▶ Records from a dataset:

>> begin

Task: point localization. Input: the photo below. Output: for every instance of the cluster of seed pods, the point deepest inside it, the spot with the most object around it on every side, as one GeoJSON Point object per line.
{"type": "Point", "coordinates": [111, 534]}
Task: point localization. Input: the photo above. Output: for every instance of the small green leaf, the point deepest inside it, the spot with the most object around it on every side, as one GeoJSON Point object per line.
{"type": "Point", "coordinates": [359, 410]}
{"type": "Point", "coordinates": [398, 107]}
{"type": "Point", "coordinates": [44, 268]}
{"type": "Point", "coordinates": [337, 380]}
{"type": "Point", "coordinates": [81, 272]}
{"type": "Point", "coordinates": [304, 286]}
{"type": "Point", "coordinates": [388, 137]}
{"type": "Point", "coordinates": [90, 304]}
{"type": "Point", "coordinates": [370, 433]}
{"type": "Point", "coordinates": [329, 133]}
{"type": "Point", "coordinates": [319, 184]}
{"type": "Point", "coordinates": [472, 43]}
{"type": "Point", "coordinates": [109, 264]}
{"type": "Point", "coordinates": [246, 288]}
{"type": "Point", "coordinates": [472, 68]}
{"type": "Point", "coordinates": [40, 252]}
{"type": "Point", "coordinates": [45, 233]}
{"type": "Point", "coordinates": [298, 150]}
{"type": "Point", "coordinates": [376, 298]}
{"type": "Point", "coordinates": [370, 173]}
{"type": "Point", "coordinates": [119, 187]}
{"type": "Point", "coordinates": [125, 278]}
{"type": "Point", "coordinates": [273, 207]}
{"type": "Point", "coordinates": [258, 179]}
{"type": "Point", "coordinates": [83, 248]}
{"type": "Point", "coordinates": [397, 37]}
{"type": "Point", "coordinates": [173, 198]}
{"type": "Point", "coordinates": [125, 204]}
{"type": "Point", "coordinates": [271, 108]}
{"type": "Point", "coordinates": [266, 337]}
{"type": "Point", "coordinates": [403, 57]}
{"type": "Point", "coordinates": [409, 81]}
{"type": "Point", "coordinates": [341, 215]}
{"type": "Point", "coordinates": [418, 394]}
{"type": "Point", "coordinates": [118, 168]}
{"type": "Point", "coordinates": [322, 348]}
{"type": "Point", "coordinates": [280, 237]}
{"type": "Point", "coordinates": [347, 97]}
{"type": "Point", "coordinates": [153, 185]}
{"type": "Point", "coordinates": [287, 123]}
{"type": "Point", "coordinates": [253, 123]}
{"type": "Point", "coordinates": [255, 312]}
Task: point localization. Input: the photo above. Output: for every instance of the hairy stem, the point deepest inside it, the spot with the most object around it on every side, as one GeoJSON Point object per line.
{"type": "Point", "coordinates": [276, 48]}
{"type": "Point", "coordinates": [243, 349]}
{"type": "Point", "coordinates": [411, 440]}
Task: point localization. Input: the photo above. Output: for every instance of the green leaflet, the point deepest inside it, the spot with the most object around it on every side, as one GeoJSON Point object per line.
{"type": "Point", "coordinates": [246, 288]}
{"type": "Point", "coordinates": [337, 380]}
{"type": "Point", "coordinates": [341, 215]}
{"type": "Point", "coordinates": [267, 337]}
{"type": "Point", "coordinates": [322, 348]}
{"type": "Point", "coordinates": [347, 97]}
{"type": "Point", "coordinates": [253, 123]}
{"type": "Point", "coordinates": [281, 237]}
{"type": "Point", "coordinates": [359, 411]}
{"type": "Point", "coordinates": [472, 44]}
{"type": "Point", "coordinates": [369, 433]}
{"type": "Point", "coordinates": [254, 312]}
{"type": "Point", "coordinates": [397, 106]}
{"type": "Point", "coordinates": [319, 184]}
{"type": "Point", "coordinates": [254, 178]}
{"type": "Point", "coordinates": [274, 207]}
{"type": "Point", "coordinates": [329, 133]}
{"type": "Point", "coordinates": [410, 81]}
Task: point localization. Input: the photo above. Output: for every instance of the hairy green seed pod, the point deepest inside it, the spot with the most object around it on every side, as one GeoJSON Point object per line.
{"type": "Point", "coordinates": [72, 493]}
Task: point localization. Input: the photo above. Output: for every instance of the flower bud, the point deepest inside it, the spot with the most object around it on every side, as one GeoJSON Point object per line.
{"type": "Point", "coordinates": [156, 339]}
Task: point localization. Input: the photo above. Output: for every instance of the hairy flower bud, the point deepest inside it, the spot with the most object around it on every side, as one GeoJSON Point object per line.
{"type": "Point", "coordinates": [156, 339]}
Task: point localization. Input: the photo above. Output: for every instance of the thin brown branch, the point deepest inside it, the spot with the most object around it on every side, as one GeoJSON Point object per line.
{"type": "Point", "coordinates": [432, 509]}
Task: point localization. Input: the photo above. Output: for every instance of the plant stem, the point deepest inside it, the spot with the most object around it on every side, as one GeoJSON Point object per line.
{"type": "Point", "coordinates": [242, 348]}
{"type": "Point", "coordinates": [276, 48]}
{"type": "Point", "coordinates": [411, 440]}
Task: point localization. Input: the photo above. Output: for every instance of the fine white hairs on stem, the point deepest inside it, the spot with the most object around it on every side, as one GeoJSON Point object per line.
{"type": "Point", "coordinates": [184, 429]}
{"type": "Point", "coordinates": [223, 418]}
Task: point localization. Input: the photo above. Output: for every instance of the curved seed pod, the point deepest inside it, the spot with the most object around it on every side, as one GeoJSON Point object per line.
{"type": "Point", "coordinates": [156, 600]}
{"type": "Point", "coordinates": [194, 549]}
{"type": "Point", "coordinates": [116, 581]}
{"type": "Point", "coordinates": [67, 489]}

>> end

▶ WHAT TO WORK ON: Please scale the items starting with the line that contains "of the flower" and going on through the last line of the items, both included. Write those lines out again with their requests, and multiply every coordinate in the answers by 1.2, rounding to whole numbers with halves rounded up.

▶ TASK RESULT:
Task: point localization. Input: the photo above. Output: for every instance of the flower bud, the point deepest inside it, the spot with the most object around it on every side, as one GeoJSON Point object per line.
{"type": "Point", "coordinates": [187, 407]}
Task: point localization. Input: the photo above. Output: for every instance of the hairy flower bud, the point deepest inside it, the spot with the most object around it on every side, as one GeoJSON Point object per line.
{"type": "Point", "coordinates": [187, 407]}
Task: point localization. Input: the photo above. Output: for every instance of the thin brown branch, the point deepest inside it, the spot with the most object around it on every side, as one GeoJSON Point object per line.
{"type": "Point", "coordinates": [518, 611]}
Task: point localization. Input: the photo above. Output: for every instance of the plant stem, the point deepest inside it, the spot with the most object around it on every side, as one GeoJSON Point object per line.
{"type": "Point", "coordinates": [290, 418]}
{"type": "Point", "coordinates": [331, 58]}
{"type": "Point", "coordinates": [493, 528]}
Task: point localization. Input: the photo above. Output: for every instance of the fine white hairs on stem, the point deepest inside it, the spot with the most object around it on every side, as one GeoJSON Point object per line.
{"type": "Point", "coordinates": [221, 515]}
{"type": "Point", "coordinates": [268, 502]}
Task: point localization. Input: the photo above. Output: for every instance of the curved seed pod, the point deepest inside it, the spot with the most object around it on every side, as one GeoJSON Point object per line.
{"type": "Point", "coordinates": [187, 720]}
{"type": "Point", "coordinates": [233, 659]}
{"type": "Point", "coordinates": [139, 697]}
{"type": "Point", "coordinates": [80, 587]}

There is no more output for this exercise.